──────── EXTRACTED TEXT ────────
String parsing also falls in this kind of case. For instance,
checking the length of a string is not so obvious: often the
interpreter knows the number of bytes of a string, but some of
those bytes are UTF-8 characters, and if you account for special
cases (like ending up with Latin-1 aka CP-1252 text), then there's
often really no alternative to just looping through the string byte
per byte, in which case it's impossible to be faster than x86 / ARM /
MIPS even though those chips have no special support for this.

This is also why so few higher level languages support multiple
threads / multi-processor : there's just so many weird states that
the interpreter can be in, and there are just so many weird possible
side-effects, that you can't let a second core go through that data -
it would just create all sorts of nasty race conditions and so forth.

-----

Java and .NET are in a lesser class of badness, in that a Java
float is just a float and you can add it normally, and you can easily
run Java multi-threaded (and it has a nice way off adding mutexes
to objects). But then again, Java benefits way less from special
architectures - if your Java program can't run fast on x86, then it
can't run fast on anything!

The real cost of Java is the Garbage Collector, which makes it
impossible to avoid garbage-collection pauses, which are often
longer than 100ms, or even occasionally longer than 300ms.
This is perfectly fine for server software (and Java is an enterprise
language so it fits this perfectly), but it makes Java unsuitable for
software that can't really have pauses like games and heavy-duty
user-facing GUI software (Photoshop, C++ IDEs, Word, iPhone
apps etc). This cannot be solved by processor design.


Agner wrote:

If we don't need extra carry bits for high precision arithmetics, then the only need for these extra bits is for detecting and propagating integer overflow.

If we don't have the extra carry flags, then we will need special instructions for checking if an addition, multiplication, etc. overflows. After each addition or other arithmetic instruction, issue another instruction with the same inputs just to check if the operation overflows. The outputs of all the overflow checks for a series of calculations should then be OR'ed together. The total number of instructions will be three times the number of instructions needed without overflow check.

So what are the costs and benefits? Without the extra flag bits we need three times as many instructions if we want to check for integer overflow. We can avoid overflow in many cases by using 64-bit integers, but even 64-bit integers can easily overflow if the calculation has many multiplications. Compiler support for checking integer overflow is rare, unfortunately, so any mechanism for detecting integer overflow will perhaps not be used much. On the other hand, if an efficient method was available, we would probably see compilers that support it and programmers that use it. In fact, many programmers are frustrated over how difficult it is to detect signed integer overflow. Traps for integer overflow exception is not good for vector code. One solution is to use floating point calculations instead of integer, but I don't see that solution used much. Floating point calculations have longer latencies, of course. No solution seems to be really good here.
──────── INFORMATION PROVIDED ────────
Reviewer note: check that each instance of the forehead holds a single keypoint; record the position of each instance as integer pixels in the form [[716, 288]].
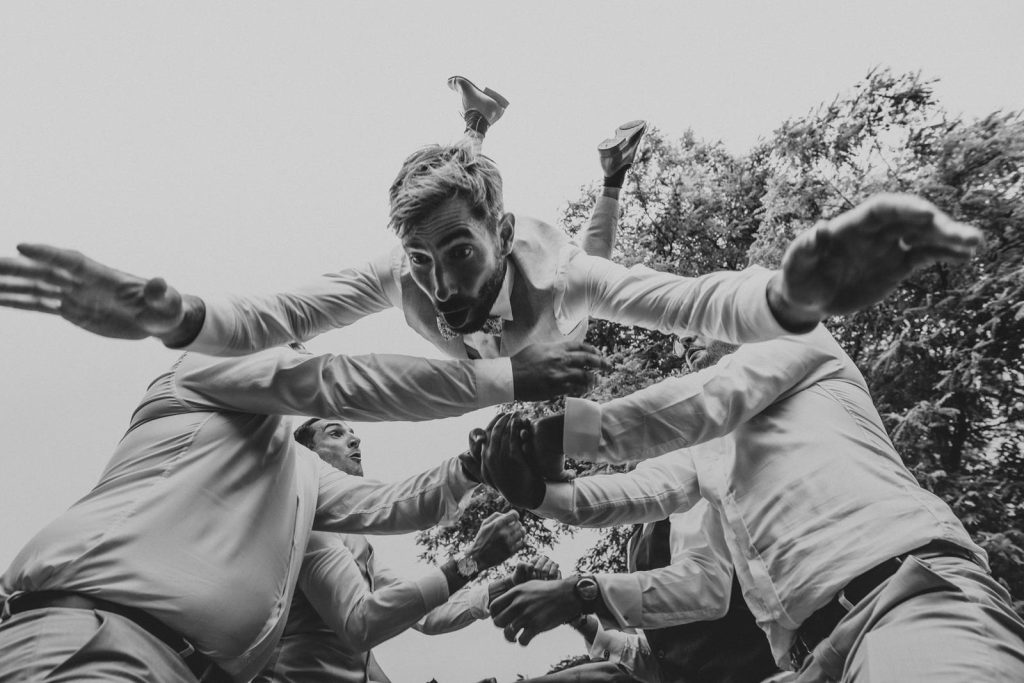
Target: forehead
────────
Decide whether each statement agrees with the excerpt on interpreters, Java, and integer overflow above: (a) Java garbage-collection pauses are often longer than 100ms; (b) processor design can solve the pause problem of Java's garbage collector; (c) without the extra flag bits, checking for integer overflow takes twice as many instructions. For each, answer yes or no and quote the deciding words from the excerpt.

(a) Yes: "garbage-collection pauses, which are often longer than 100ms"
(b) No: "This cannot be solved by processor design."
(c) No: "Without the extra flag bits we need three times as many instructions if we want to check for integer overflow."